Presentation Authors: Andrew J Cohen*, San Francisco , CA, Nima Baradaran, Columbus, OH, Jorge Mena, San Francisco , CA, Daniel Krsmanovich, San Francisco, CA, Benjamin N Breyer, San Francisco , CA
Introduction: Computational fluid dynamics (CFD) has paradigm shifting potential to understand the physiological flow of fluids within the human body. This translational branch of engineering has already made important clinical impacts in the study of cardiovascular disease. We evaluated the feasibility and applicability of CFD for modeling the flow of urine in a urethral stricture model.
Methods: A CFD model was prepared using an idealized male genitourinary system. We created 16 hypothetical urethral stricture scenarios as a testbed. Standard parameters of urine such as pressure, temperature, and viscosity were applied as well as typical assumptions germane to fluid dynamic modelling. ABAQUS/CAE 6.14 with a direct unsymmetrical solver with standard (FC3D8) 3D brick 8Node elements was used for model generation.
Results: The average flow rate for urethral stricture disease, including 5, 10, and 15 French(Fr) strictures of varied length and location was 5.97 (IQR: 2.2-10.9 mL/s). The model predicted a flow rate of 2.88 mL/sec for a single 5 Fr stricture in the mid bulbar urethra when assuming all other variables constant. The model demonstrated increasing stricture diameter and the bladder pressure strongly impacted urine flow while the stricture location, length and sequence of multiple strictures had a weaker impact. Figure 1 summarizes velocity changes of flow with 15 Fr stricture. The length of the stricture had a moderate effect on the urine flow as the urine flow decreased to 2.25 mL/s, 1.23 mL/s, and 0.85 mL/s for a 1cm, 2cm and 4cm 5 Fr long stricture, respectively. In the case of multiple strictures, urine flow changed only 0.21mL/s when the sequence of stricture was changed from 5 Fr proximal to 10 Fr vs. 10 Fr proximal to 5 Fr.
Conclusions: We successfully created a CFD for an idealized male urethra with varied types of urethral strictures. Resultant flow rates are consistent with the literature. The accuracy of modelling increasing bladder pressures should be improved with future iterations. This technology has vast research and clinical potential in urology.

#### [Records shown]
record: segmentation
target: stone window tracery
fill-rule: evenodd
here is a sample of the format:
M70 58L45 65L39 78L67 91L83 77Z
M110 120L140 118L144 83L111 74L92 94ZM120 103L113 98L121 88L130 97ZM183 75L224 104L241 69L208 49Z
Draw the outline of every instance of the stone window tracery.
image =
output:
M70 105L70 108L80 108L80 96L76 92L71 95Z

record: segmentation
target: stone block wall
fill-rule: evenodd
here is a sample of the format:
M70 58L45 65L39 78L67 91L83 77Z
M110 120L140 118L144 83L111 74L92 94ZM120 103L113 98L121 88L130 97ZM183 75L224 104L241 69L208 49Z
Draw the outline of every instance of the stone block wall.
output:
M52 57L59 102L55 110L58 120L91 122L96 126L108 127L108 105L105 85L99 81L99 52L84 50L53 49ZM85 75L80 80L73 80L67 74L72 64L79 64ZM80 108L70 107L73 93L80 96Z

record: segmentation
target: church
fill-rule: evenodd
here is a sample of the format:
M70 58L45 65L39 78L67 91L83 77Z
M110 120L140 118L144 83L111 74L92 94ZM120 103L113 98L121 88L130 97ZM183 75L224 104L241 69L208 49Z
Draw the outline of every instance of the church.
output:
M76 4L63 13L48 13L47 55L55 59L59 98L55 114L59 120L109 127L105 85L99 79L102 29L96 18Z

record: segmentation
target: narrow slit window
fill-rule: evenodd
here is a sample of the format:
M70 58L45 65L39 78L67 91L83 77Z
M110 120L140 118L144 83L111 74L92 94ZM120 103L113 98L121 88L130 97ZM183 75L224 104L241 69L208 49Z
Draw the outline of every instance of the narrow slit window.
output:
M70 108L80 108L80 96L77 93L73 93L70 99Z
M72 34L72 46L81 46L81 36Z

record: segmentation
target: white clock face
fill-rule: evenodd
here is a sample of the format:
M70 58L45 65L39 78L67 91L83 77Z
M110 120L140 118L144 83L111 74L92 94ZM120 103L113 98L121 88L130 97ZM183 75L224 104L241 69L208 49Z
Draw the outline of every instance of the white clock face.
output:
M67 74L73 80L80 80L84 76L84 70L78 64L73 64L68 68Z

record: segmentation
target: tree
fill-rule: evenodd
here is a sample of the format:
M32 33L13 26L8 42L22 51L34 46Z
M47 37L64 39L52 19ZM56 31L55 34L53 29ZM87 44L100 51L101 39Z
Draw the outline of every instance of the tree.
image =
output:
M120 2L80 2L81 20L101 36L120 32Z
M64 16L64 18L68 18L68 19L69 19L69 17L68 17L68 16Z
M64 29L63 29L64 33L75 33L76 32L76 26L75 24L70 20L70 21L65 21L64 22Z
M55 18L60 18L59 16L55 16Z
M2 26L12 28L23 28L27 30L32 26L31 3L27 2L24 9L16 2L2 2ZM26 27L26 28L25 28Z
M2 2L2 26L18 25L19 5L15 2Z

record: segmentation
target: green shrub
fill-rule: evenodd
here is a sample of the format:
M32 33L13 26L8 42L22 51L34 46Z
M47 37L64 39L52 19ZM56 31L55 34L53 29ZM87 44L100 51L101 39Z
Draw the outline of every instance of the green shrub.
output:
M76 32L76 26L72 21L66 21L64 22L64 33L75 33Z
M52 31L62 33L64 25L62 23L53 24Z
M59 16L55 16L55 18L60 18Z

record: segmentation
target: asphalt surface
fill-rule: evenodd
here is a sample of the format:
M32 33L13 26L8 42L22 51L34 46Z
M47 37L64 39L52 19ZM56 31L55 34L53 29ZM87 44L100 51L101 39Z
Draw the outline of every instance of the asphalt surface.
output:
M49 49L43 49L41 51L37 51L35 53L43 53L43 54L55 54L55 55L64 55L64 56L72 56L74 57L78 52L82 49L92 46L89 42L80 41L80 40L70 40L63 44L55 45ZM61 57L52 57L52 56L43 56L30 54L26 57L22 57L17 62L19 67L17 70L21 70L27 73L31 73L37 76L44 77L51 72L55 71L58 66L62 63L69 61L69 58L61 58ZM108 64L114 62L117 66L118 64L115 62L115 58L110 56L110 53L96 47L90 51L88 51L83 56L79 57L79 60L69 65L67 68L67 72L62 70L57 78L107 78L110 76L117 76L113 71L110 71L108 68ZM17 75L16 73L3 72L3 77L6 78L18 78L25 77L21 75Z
--
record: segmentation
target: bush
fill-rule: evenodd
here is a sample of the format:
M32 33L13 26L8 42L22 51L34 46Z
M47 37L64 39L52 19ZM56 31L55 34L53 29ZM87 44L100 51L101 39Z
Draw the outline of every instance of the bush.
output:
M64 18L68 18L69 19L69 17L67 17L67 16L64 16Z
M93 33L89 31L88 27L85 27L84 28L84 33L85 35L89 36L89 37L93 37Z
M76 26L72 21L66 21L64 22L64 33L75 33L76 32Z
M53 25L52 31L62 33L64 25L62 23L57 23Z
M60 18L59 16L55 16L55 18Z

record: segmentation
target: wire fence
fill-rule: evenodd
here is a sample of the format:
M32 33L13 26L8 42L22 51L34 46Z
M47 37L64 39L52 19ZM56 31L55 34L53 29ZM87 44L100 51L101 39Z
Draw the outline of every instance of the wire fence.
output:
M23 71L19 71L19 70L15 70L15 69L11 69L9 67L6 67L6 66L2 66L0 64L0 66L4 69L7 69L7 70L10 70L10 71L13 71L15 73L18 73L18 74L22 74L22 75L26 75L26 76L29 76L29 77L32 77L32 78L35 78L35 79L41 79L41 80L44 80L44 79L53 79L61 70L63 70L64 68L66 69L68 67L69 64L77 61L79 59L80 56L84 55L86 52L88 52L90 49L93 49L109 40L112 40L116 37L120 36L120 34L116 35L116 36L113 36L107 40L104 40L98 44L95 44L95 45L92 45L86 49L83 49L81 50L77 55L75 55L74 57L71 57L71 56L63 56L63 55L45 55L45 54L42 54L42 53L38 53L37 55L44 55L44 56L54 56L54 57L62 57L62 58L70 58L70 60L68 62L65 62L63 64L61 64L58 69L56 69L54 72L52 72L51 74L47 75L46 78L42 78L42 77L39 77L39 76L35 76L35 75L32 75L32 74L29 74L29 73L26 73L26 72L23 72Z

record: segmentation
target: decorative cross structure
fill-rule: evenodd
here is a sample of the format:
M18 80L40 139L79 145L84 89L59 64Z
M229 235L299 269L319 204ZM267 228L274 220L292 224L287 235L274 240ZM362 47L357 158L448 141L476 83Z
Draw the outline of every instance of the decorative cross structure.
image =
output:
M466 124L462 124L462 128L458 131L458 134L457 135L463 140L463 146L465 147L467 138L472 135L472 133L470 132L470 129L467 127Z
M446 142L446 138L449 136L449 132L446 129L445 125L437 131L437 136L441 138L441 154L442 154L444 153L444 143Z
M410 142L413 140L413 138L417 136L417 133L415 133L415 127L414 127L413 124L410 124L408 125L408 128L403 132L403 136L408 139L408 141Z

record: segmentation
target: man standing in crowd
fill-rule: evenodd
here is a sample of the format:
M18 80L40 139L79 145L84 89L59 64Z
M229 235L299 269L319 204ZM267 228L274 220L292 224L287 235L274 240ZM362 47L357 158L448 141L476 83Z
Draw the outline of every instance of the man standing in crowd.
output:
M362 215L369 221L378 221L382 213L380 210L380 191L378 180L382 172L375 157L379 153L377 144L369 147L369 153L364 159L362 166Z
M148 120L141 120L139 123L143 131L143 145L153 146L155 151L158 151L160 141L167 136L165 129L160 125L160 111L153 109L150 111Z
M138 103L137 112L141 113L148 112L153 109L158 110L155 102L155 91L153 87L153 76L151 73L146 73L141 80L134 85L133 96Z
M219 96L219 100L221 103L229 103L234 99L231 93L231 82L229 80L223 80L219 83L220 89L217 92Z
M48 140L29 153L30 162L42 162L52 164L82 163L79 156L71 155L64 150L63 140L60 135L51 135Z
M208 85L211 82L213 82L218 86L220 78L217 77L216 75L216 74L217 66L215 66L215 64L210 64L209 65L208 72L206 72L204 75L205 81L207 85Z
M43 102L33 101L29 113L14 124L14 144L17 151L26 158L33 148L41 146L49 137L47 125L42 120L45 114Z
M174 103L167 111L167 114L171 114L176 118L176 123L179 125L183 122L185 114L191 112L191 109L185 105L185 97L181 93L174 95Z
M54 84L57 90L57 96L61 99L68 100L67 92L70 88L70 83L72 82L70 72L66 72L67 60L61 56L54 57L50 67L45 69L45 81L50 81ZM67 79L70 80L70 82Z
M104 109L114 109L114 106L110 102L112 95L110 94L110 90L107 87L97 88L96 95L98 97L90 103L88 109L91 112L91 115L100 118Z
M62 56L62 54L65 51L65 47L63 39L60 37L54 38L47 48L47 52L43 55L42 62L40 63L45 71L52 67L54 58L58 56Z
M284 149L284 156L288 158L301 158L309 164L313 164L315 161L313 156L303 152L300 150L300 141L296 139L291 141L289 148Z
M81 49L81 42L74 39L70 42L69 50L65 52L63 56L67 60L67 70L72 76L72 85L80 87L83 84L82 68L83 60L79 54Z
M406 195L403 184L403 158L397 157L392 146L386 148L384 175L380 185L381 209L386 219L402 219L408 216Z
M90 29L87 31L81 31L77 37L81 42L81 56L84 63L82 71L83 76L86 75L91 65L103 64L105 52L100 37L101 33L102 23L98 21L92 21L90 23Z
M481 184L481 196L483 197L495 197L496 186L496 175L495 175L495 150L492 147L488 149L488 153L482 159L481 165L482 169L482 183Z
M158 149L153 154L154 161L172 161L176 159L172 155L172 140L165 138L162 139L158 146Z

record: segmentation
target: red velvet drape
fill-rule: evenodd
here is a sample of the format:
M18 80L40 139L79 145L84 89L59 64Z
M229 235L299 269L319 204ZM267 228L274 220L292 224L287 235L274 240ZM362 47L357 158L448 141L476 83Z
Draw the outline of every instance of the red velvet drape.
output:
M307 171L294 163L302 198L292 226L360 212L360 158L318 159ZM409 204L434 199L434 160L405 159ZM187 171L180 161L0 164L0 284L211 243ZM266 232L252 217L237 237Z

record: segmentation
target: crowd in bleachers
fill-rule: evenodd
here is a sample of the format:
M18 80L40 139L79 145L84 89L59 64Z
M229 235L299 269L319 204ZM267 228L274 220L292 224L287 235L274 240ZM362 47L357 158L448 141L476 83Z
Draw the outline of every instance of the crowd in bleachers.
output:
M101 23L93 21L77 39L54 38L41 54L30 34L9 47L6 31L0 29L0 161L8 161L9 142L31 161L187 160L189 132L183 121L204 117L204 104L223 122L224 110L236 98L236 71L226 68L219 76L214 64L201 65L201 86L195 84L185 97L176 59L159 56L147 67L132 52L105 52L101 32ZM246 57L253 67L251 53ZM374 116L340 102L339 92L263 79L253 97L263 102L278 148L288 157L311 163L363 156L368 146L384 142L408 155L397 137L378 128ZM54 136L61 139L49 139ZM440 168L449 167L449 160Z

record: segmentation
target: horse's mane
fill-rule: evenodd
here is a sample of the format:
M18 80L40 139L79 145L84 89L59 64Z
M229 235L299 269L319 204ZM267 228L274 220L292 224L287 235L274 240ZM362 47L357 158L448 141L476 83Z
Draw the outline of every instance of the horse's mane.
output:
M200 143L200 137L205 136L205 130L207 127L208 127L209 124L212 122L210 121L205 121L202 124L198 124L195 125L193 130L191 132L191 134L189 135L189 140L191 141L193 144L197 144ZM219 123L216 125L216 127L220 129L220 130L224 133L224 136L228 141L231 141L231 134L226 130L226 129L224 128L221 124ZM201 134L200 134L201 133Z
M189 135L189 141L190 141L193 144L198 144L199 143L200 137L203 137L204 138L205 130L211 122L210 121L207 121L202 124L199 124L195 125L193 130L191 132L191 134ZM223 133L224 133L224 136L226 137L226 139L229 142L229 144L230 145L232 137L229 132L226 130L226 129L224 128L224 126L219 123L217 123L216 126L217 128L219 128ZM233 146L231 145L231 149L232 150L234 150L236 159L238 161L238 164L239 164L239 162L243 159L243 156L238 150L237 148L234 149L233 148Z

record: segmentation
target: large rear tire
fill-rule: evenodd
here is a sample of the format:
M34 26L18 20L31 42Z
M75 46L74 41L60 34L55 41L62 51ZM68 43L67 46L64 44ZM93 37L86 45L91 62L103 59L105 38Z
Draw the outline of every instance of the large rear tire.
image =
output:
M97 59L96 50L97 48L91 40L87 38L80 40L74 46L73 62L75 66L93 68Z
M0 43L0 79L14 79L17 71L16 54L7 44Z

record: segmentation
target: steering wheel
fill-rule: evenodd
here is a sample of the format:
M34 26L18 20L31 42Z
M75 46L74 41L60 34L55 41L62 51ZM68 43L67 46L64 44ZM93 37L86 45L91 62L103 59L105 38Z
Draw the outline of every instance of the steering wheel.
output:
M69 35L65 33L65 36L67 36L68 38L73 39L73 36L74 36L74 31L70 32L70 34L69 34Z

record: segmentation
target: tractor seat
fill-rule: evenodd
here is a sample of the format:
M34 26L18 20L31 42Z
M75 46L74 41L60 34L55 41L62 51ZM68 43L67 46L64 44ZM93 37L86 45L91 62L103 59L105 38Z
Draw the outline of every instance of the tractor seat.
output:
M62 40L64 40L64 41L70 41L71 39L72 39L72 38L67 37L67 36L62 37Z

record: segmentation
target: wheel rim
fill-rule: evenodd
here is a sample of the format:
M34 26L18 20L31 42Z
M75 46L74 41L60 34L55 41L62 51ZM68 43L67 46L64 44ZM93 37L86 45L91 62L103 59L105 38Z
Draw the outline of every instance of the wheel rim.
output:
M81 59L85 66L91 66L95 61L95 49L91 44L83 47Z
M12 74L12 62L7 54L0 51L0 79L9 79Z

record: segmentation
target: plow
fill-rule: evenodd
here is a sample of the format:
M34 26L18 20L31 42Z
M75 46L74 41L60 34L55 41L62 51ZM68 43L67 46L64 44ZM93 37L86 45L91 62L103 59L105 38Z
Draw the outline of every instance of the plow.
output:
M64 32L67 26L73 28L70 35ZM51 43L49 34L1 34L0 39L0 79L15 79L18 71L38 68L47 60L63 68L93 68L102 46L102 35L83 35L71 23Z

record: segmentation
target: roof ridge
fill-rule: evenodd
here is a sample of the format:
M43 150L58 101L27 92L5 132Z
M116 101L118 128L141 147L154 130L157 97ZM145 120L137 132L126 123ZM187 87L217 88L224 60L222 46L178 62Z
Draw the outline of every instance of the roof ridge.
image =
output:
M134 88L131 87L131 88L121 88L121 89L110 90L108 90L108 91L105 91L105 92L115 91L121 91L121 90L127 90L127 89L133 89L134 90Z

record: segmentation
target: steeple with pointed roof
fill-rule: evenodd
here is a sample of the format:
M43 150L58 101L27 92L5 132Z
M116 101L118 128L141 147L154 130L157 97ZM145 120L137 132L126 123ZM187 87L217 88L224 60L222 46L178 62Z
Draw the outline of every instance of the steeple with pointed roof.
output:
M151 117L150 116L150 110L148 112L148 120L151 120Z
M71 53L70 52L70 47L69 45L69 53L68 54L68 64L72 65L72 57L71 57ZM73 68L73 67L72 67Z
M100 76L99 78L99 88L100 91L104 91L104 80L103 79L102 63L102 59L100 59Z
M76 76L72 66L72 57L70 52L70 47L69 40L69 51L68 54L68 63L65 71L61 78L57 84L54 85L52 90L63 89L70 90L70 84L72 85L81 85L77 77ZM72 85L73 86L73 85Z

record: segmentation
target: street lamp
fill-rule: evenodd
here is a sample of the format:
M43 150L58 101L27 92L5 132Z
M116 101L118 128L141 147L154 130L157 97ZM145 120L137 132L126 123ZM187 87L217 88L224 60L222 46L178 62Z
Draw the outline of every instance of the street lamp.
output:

#### [Aim of the task]
Translate this sentence from the urethral stricture abstract into Spanish: "We created 16 hypothetical urethral stricture scenarios as a testbed."

#### [Answer to this exercise]
Creamos 16 escenarios hipotéticos de estenosis uretral como banco de pruebas.